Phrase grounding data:
=== Section Start ===

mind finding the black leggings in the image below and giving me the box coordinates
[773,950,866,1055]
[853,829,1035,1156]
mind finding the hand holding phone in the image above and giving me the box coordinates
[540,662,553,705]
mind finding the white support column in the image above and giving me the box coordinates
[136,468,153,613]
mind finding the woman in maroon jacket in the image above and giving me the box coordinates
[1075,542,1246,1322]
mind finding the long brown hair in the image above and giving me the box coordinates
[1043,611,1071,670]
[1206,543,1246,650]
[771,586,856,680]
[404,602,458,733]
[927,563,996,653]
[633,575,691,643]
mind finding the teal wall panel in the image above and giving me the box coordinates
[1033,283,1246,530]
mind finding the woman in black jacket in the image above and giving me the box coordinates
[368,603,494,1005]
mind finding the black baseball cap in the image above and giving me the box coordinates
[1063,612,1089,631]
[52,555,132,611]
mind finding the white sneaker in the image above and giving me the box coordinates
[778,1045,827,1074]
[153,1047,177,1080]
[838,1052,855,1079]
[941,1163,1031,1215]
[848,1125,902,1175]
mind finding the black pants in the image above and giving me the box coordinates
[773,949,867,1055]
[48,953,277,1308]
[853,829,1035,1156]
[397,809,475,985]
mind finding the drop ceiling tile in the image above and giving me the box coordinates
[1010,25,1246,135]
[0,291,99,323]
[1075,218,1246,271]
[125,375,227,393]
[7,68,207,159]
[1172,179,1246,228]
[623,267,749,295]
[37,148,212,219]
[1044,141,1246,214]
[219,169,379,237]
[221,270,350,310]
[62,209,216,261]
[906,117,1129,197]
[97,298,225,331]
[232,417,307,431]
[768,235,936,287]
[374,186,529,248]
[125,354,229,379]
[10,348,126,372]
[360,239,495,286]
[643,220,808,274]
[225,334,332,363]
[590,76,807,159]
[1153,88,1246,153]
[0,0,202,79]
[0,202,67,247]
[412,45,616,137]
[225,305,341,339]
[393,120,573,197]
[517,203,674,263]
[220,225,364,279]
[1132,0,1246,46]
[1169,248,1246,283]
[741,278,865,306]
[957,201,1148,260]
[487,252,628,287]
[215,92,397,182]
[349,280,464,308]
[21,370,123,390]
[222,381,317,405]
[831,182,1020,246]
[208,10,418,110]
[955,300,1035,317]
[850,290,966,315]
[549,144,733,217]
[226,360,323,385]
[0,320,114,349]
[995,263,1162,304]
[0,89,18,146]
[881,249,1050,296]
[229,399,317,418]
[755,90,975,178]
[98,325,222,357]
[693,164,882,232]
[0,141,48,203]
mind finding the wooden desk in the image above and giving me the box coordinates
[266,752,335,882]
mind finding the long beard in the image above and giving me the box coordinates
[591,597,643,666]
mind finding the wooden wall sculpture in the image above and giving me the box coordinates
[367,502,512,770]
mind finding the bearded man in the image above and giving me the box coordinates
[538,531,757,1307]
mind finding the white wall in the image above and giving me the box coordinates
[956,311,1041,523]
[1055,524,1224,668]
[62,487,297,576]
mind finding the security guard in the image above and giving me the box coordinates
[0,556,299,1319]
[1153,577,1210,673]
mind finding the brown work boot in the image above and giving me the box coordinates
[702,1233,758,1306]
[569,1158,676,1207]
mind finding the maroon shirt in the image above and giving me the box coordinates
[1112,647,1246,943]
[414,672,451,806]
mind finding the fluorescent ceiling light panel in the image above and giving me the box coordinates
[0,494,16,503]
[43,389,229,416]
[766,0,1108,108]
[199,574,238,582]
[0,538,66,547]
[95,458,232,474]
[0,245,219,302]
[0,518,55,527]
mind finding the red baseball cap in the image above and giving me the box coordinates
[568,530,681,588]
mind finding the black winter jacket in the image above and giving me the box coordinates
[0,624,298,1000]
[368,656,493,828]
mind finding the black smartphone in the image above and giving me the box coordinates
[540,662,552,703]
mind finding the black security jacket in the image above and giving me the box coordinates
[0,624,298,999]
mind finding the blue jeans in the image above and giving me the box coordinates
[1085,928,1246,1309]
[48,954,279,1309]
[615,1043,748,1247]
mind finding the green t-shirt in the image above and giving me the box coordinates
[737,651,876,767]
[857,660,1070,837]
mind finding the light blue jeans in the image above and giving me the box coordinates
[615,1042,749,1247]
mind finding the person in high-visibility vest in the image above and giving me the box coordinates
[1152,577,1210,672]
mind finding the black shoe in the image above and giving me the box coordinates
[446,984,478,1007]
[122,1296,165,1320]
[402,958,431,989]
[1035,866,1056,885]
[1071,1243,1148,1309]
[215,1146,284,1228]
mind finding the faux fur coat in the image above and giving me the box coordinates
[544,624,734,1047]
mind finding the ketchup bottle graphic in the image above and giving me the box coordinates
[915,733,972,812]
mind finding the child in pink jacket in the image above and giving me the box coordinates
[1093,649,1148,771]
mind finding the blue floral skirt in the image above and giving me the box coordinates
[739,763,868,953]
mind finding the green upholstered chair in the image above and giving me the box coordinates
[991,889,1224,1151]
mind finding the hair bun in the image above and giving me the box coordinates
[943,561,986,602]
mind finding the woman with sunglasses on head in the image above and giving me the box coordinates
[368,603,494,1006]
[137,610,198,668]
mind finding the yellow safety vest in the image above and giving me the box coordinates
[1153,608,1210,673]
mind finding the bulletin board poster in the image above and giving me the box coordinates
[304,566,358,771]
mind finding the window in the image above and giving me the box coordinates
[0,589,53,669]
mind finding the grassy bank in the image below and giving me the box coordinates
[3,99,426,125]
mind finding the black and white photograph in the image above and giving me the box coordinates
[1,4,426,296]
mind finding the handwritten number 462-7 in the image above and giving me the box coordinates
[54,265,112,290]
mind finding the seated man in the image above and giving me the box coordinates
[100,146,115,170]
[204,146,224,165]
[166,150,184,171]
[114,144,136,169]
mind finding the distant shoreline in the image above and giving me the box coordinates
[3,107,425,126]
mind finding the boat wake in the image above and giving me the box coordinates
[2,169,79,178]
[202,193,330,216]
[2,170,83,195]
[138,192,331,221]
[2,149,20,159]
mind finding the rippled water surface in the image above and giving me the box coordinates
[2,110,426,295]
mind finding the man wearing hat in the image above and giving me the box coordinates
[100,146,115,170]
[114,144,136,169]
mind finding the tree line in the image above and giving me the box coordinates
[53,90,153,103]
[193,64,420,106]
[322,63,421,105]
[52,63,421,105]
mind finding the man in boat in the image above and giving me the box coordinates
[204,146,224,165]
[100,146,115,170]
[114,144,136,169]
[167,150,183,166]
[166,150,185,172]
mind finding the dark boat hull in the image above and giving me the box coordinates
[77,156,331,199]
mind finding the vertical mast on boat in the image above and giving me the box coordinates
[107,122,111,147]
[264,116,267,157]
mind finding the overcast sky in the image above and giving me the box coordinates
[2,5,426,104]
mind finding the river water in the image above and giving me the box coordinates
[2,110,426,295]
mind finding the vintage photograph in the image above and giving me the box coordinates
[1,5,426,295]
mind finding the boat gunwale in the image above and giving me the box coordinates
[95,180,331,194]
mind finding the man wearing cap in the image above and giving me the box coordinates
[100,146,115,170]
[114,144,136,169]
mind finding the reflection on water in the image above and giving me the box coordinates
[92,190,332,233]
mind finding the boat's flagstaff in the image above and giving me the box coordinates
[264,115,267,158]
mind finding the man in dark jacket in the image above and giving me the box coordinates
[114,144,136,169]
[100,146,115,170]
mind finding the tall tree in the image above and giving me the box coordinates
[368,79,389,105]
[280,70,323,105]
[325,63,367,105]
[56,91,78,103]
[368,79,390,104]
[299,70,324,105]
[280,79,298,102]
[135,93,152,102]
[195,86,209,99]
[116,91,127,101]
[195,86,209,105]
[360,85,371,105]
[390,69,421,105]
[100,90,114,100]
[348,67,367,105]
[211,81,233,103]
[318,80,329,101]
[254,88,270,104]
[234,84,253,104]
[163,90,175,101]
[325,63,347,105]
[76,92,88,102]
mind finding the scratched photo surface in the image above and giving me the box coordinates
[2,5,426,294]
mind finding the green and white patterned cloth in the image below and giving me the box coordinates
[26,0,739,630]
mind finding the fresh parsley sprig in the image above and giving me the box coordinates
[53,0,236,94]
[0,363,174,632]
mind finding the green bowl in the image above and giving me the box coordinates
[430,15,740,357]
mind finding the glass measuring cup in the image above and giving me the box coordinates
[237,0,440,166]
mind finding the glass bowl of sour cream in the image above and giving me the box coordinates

=== Section End ===

Up to and including the last line of the records above, print exactly every line from the one that contains "mind finding the glass measuring" onward.

Expected answer:
mind finding the glass measuring cup in the image above and giving me the box coordinates
[237,0,440,166]
mind finding the glass bowl of sour cream in the image above and giving me the box coordinates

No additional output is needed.